**The task:**
Give back the line below containing "Could you point at the leafy" and every later line, exactly.

**Data under study:**
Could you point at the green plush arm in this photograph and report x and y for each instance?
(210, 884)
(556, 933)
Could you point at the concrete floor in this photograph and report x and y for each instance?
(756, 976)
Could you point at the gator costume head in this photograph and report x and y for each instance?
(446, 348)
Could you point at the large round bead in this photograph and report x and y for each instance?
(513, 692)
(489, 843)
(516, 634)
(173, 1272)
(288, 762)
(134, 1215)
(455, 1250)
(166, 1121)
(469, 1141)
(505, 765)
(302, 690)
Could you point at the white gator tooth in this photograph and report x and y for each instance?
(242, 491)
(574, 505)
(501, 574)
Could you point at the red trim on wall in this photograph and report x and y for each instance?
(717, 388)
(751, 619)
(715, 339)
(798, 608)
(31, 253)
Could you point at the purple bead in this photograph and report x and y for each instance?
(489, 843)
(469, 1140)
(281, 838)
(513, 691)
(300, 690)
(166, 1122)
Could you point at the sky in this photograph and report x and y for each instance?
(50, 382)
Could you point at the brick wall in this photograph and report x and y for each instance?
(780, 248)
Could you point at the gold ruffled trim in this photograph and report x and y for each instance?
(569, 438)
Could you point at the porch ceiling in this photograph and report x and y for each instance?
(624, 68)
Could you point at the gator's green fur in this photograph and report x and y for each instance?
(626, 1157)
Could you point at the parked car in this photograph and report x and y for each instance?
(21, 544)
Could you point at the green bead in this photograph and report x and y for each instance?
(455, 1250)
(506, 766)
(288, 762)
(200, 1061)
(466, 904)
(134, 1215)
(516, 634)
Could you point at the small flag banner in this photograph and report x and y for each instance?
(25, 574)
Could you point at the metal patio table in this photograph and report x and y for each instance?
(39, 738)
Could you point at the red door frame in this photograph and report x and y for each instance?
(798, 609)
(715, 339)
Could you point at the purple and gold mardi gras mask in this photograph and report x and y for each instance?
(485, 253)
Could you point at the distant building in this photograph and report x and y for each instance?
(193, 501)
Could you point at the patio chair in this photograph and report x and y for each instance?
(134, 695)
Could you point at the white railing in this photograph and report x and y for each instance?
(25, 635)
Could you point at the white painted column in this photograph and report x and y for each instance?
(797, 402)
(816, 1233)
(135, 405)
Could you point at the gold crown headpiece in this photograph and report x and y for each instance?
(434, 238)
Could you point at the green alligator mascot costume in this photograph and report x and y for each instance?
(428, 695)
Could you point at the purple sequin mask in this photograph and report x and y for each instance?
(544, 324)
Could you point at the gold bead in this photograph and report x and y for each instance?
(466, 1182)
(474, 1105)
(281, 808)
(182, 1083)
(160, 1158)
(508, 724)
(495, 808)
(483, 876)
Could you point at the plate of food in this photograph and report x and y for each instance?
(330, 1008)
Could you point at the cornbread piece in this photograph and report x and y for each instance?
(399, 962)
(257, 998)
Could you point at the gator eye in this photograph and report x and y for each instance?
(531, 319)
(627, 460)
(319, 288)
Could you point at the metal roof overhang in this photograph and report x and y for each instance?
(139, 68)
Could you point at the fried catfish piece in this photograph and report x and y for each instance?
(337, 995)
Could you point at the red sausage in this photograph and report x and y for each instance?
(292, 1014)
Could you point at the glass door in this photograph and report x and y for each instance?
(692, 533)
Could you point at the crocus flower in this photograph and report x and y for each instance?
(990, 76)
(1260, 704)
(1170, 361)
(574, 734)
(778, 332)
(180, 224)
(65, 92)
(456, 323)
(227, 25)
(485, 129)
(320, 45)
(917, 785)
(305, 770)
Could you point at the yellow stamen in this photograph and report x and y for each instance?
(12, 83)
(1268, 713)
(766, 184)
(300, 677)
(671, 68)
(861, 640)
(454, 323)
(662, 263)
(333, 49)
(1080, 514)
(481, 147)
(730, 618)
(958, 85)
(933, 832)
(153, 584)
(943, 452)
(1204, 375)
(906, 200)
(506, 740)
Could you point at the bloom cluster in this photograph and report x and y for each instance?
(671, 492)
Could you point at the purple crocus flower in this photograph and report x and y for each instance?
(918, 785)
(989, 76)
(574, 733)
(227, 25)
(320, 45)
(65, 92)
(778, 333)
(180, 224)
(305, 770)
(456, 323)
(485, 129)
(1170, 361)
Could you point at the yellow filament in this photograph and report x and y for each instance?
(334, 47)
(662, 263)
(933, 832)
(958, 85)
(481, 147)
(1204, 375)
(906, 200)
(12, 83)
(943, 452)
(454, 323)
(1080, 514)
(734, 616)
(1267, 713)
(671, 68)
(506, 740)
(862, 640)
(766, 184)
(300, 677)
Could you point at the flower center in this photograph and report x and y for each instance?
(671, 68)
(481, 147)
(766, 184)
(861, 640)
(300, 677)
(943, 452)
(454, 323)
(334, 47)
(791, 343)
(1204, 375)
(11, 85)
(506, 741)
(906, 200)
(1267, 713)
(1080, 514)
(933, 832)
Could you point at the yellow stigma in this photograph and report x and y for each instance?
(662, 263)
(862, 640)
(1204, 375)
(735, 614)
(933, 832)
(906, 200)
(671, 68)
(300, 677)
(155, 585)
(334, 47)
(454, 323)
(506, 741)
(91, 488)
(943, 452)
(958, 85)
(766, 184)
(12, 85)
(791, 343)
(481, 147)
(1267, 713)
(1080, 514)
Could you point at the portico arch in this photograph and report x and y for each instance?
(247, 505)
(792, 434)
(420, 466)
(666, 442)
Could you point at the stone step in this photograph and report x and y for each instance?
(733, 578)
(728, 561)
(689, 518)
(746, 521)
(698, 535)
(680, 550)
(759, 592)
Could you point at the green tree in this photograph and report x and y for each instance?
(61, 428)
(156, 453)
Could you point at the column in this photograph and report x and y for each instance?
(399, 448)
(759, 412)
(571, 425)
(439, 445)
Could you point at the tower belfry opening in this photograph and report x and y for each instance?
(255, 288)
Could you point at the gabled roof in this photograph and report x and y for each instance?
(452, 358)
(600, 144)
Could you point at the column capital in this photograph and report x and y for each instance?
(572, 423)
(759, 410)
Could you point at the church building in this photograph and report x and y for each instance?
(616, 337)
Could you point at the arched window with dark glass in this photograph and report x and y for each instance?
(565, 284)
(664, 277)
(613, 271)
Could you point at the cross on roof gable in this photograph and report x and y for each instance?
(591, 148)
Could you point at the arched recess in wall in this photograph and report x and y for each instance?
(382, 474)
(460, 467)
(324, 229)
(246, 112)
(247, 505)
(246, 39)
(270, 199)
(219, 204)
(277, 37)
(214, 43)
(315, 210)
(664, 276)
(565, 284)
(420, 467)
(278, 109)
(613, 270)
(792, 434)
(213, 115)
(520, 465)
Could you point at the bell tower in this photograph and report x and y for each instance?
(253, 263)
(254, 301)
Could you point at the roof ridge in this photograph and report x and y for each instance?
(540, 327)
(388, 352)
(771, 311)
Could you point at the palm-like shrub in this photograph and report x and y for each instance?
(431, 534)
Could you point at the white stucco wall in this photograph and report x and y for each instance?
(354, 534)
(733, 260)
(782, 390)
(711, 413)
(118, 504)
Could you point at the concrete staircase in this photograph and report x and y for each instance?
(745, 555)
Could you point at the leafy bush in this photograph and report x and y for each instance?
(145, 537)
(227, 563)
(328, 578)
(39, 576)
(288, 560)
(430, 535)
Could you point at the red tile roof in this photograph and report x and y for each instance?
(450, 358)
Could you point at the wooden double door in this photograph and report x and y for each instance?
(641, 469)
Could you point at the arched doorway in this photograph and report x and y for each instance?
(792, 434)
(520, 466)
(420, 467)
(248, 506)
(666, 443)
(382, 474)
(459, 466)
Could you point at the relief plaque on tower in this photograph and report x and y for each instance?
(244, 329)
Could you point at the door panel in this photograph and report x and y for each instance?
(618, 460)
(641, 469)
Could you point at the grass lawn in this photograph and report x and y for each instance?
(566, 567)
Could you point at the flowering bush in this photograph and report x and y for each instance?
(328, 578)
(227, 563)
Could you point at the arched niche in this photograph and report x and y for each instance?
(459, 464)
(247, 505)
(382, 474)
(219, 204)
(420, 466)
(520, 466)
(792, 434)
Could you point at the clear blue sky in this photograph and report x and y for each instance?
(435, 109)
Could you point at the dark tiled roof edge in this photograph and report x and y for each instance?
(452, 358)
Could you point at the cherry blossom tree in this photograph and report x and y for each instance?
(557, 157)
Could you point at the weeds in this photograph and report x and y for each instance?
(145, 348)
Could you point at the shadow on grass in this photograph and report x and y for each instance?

**Result of the exercise:**
Could you point at the leafy bush in this photograph and report x and y for each instance?
(145, 537)
(227, 563)
(328, 578)
(39, 576)
(288, 560)
(430, 535)
Could you point at the red tile roof in this photograph and report x and y for each instance?
(450, 358)
Could you point at the wooden double door in this photograph and report x and y for each instance?
(641, 469)
Could you point at the arched doorway in this photograph and report x and y for each instance?
(792, 434)
(520, 466)
(420, 467)
(248, 506)
(666, 443)
(382, 474)
(459, 466)
Could you point at the relief plaque on tower in this photograph and report x and y for each instance?
(244, 329)
Could you point at the door panel in this photograph and report x and y for each instance?
(618, 460)
(641, 469)
Could you point at the grass lawn in this photograph and report x and y for each instance?
(566, 567)
Could you point at the flowering bush in this photograph and report x and y for each instance?
(328, 578)
(227, 563)
Could you point at the arched niche in this photograph and report x and y for each instance?
(459, 464)
(247, 505)
(382, 474)
(219, 204)
(420, 466)
(520, 466)
(792, 434)
Could you point at the clear blue sky in this photograph and report x and y for each instance?
(435, 109)
Could you point at the dark tiled roof edge in this photograph and report x and y for each instance?
(452, 358)
Could you point at the cherry blossom tree in this photograph and report x and y for each instance?
(557, 157)
Could you point at the weeds in this photograph and report x and y for each instance?
(145, 348)
Could you point at the shadow on grass in this photograph and report x and y for each instance?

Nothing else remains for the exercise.